*** Provided entries Section Begins ***
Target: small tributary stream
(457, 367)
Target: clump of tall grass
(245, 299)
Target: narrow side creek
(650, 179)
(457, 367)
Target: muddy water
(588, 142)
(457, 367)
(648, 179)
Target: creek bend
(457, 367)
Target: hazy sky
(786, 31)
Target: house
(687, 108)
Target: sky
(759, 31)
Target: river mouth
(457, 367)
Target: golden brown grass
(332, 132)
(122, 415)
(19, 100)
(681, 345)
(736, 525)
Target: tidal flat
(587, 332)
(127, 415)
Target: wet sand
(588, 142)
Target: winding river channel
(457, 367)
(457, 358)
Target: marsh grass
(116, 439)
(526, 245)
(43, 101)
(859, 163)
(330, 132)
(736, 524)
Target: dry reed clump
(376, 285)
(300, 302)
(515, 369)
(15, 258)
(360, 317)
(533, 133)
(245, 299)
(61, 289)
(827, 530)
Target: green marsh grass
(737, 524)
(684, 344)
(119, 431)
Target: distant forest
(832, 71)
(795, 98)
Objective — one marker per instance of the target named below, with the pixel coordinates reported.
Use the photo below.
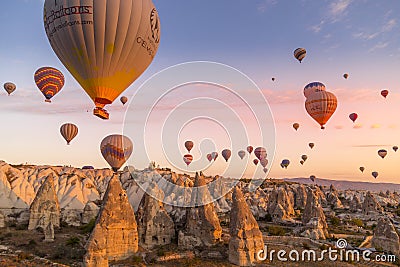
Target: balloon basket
(101, 113)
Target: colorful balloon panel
(49, 81)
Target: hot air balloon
(105, 45)
(300, 54)
(260, 153)
(49, 81)
(285, 163)
(264, 162)
(123, 100)
(189, 145)
(384, 93)
(68, 131)
(187, 159)
(321, 106)
(382, 153)
(116, 149)
(353, 116)
(313, 87)
(241, 154)
(226, 154)
(10, 87)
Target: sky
(257, 38)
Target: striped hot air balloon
(49, 81)
(300, 54)
(321, 106)
(313, 87)
(116, 149)
(68, 131)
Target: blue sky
(257, 37)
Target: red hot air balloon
(49, 81)
(188, 159)
(260, 152)
(353, 116)
(189, 145)
(226, 153)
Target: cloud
(265, 4)
(338, 8)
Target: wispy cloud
(265, 4)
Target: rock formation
(333, 198)
(370, 205)
(202, 223)
(155, 226)
(246, 238)
(355, 204)
(90, 212)
(314, 218)
(45, 209)
(279, 205)
(115, 235)
(385, 237)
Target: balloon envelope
(321, 106)
(382, 153)
(10, 87)
(68, 131)
(300, 53)
(116, 149)
(189, 145)
(105, 45)
(226, 154)
(123, 100)
(353, 116)
(49, 81)
(313, 87)
(241, 154)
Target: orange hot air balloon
(321, 106)
(226, 154)
(49, 81)
(105, 45)
(188, 159)
(384, 93)
(189, 145)
(353, 116)
(68, 131)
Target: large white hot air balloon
(105, 45)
*** Provided entries Section Ends ***
Exercise → Please write out all the data word for word, but keep every picture out.

Exercise solution →
Target: small tributary stream
(457, 367)
Target: clump of tall grass
(245, 299)
Target: narrow side creek
(650, 179)
(457, 367)
Target: muddy water
(588, 142)
(457, 367)
(648, 179)
Target: creek bend
(457, 367)
Target: hazy sky
(786, 31)
Target: house
(687, 108)
Target: sky
(759, 31)
Target: river mouth
(457, 367)
Target: golden brown grass
(332, 132)
(122, 415)
(19, 100)
(681, 345)
(736, 525)
Target: tidal flat
(587, 332)
(127, 415)
Target: wet sand
(588, 142)
Target: winding river channel
(457, 367)
(457, 358)
Target: marsh grass
(116, 439)
(526, 245)
(43, 101)
(859, 163)
(330, 132)
(736, 524)
Target: dry reed clump
(376, 285)
(300, 302)
(515, 369)
(15, 258)
(360, 317)
(533, 133)
(245, 299)
(61, 289)
(827, 530)
Target: green marsh grass
(737, 524)
(684, 344)
(119, 431)
Target: distant forest
(832, 71)
(795, 98)
Objective — one marker per instance of the target named below, with the pixel coordinates reported.
Use the photo below.
Target: balloon basket
(101, 113)
Target: colorful balloon panel
(49, 81)
Target: hot air balloon
(105, 45)
(300, 54)
(260, 153)
(49, 81)
(285, 163)
(264, 162)
(123, 100)
(189, 145)
(384, 93)
(68, 131)
(187, 159)
(321, 106)
(382, 153)
(116, 149)
(353, 116)
(313, 87)
(241, 154)
(226, 154)
(10, 87)
Target: sky
(257, 38)
Target: striped hot air balloon
(49, 81)
(300, 54)
(321, 106)
(313, 87)
(116, 149)
(68, 131)
Target: blue sky
(257, 37)
Target: red hot air balloon
(49, 81)
(188, 159)
(260, 152)
(353, 116)
(189, 145)
(226, 153)
Target: cloud
(265, 4)
(338, 8)
Target: wispy cloud
(265, 4)
Target: rock formation
(333, 198)
(370, 205)
(202, 223)
(155, 226)
(246, 238)
(355, 204)
(90, 212)
(314, 218)
(45, 209)
(279, 205)
(115, 235)
(385, 237)
Target: balloon envelope
(321, 106)
(382, 153)
(10, 87)
(68, 131)
(300, 53)
(116, 149)
(189, 145)
(105, 45)
(226, 154)
(123, 100)
(353, 116)
(49, 81)
(313, 87)
(241, 154)
Target: orange hot air balloon
(321, 106)
(226, 154)
(49, 81)
(105, 45)
(188, 159)
(384, 93)
(189, 145)
(353, 116)
(68, 131)
Target: large white hot air balloon
(105, 45)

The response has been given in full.